WHAT IS REQUIRED:
Each line from the first entry to the line with "# test: locate() returns one point per instance of the sky", both included, is to be returned unchanged, with any pictures dropped.

Collected data:
——

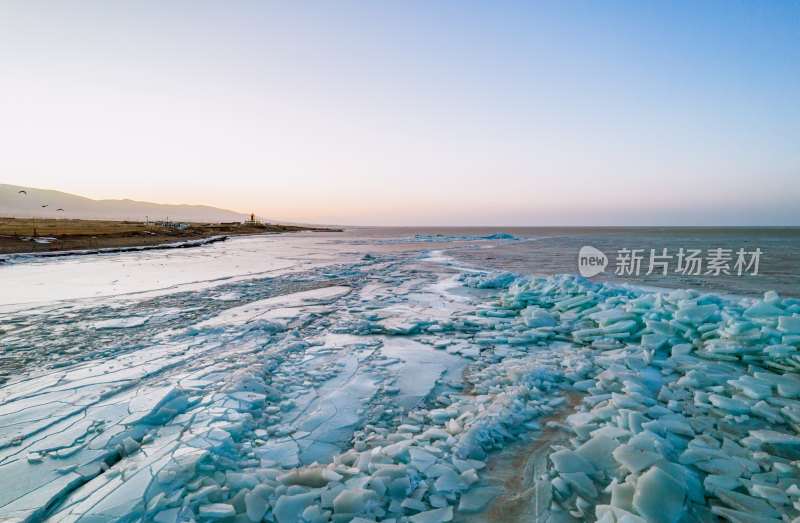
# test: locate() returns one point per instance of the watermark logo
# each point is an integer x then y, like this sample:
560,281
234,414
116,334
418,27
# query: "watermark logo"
591,261
686,262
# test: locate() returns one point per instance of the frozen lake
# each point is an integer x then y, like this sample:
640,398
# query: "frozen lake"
391,376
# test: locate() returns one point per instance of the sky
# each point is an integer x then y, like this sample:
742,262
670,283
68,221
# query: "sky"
411,112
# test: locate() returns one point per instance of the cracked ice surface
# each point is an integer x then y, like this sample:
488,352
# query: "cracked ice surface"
318,384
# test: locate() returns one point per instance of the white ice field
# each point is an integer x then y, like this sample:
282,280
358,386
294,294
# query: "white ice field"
309,378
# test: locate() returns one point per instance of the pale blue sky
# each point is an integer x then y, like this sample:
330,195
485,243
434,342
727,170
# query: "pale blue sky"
450,113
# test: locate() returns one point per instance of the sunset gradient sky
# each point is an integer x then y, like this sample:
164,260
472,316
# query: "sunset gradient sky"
409,113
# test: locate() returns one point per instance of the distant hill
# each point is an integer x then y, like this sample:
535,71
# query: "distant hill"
14,204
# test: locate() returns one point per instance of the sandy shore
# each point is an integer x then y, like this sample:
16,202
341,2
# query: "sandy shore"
17,235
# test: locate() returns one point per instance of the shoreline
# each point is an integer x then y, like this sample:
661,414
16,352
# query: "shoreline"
20,238
107,250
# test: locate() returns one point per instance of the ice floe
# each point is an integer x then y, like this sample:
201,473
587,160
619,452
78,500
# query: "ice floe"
385,394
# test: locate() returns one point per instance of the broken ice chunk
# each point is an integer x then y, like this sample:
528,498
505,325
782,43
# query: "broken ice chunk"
659,497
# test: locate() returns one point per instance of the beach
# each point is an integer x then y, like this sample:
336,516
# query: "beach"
31,235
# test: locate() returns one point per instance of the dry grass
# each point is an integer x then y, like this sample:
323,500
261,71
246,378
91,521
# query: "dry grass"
15,233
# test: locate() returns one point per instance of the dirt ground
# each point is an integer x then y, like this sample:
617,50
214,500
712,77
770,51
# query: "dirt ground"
21,235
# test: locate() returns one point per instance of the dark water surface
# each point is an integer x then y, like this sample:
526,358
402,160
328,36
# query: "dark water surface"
545,251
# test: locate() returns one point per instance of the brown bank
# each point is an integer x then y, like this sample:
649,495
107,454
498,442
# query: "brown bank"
26,235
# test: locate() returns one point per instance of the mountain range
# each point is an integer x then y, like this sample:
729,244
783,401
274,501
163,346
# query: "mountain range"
24,202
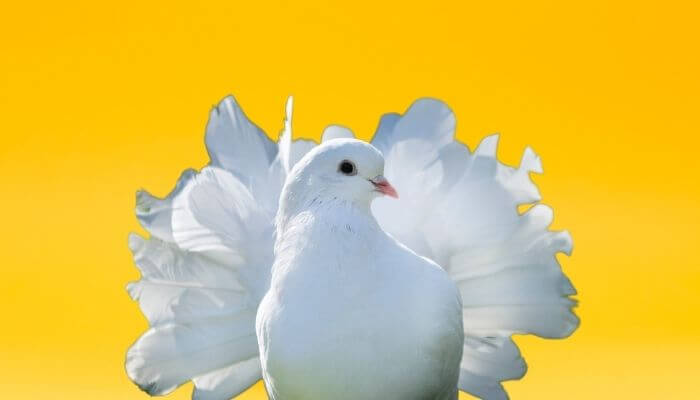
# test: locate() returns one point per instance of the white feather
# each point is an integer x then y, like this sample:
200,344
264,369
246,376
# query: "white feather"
207,263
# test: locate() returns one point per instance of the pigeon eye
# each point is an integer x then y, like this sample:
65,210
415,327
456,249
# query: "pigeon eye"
347,167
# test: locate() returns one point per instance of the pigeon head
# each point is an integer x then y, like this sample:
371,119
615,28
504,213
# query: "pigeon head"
343,170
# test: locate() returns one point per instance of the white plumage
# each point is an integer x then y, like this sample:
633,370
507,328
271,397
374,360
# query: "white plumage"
351,313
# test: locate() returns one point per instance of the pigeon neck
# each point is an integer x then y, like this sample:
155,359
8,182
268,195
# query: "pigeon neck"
297,199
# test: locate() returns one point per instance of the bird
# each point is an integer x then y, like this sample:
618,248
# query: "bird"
346,299
395,268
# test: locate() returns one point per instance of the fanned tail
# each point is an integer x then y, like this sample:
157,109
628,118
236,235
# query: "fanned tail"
460,209
207,263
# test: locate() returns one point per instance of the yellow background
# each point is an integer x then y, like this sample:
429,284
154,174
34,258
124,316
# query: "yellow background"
98,99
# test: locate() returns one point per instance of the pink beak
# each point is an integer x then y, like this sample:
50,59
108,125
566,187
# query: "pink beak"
383,186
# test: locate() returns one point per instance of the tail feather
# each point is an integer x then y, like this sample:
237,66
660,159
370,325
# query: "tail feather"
467,221
169,355
207,263
228,382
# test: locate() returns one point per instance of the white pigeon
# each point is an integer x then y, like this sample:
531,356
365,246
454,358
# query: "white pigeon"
414,304
351,313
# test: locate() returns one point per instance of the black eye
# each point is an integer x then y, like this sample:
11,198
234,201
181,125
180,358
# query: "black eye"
347,167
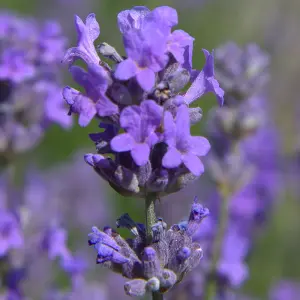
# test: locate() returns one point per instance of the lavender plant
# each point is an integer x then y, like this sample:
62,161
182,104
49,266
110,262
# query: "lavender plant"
30,82
146,149
30,100
244,170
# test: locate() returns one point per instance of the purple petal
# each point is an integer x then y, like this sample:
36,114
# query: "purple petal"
166,14
169,129
199,145
122,142
126,69
70,95
151,115
172,158
105,107
92,26
146,79
183,128
140,154
193,163
130,120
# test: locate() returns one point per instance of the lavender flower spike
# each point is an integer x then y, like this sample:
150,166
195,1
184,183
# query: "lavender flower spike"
205,82
87,34
182,147
140,123
146,51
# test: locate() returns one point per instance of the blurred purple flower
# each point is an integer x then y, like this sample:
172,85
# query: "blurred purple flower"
94,101
30,97
11,236
285,290
205,82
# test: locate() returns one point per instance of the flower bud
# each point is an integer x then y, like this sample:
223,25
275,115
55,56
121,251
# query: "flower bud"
135,287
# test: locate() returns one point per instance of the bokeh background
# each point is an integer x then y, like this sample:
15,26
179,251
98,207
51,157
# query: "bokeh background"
274,25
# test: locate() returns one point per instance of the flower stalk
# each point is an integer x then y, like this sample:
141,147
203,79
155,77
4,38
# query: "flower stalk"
211,287
150,221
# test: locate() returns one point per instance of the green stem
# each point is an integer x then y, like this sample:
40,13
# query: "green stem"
150,220
211,287
150,216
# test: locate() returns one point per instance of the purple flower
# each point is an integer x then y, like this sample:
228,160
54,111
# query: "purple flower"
182,147
11,236
146,46
140,123
52,45
205,82
180,45
87,34
54,242
14,66
285,290
106,246
132,18
55,111
30,57
93,101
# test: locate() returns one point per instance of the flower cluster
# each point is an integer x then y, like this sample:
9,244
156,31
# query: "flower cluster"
152,266
146,121
241,162
30,99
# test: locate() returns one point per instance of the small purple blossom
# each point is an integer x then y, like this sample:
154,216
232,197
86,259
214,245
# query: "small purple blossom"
182,147
87,33
93,101
140,124
11,236
145,40
30,75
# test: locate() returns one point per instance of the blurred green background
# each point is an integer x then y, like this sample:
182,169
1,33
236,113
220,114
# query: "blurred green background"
274,24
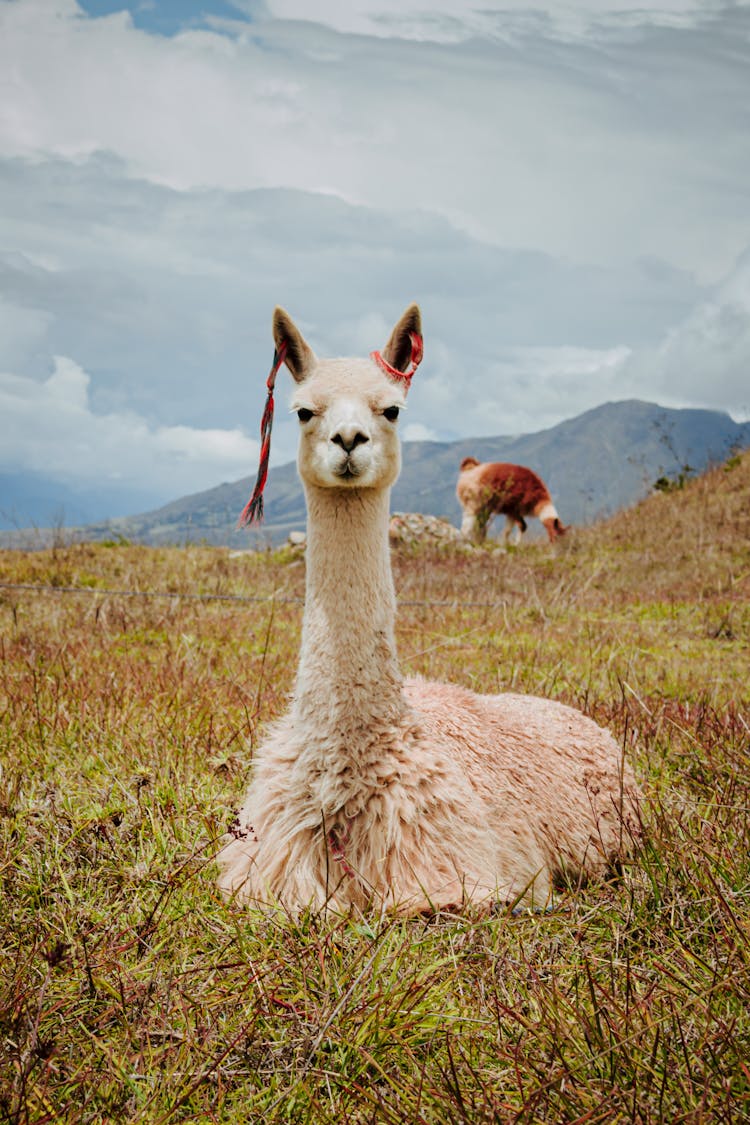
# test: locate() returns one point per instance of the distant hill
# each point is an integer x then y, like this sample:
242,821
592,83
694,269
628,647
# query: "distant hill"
594,465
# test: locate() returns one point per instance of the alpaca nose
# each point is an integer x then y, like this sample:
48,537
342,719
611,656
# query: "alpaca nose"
349,437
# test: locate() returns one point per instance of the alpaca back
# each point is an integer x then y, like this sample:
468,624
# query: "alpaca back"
539,771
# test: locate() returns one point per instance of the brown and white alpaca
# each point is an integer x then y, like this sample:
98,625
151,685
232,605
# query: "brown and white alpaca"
496,488
375,791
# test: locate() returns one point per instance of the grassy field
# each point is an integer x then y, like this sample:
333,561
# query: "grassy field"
130,992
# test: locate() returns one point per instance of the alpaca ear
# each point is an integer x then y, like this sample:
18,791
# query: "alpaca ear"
399,349
298,356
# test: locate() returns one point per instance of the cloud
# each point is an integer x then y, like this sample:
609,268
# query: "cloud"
704,360
561,189
451,21
48,428
590,147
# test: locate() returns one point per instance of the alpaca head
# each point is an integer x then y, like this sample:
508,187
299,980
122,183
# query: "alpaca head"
348,408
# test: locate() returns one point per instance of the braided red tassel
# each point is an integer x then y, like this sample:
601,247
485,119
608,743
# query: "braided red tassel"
417,351
253,510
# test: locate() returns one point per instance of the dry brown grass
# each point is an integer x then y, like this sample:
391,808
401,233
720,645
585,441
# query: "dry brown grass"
129,992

——

ANSWER TO THE EXERCISE:
# test: locate() returns one point per instance of the watermark logo
# each point is an integer x then y, like this sample:
560,281
234,414
116,334
418,27
# query: "watermark logo"
591,261
686,262
# test: locate() returns one point per instance of the frozen lake
# each point is an integer x then y, like this sample:
640,398
# query: "frozen lake"
391,376
# test: locate() returns one point per instance of the sky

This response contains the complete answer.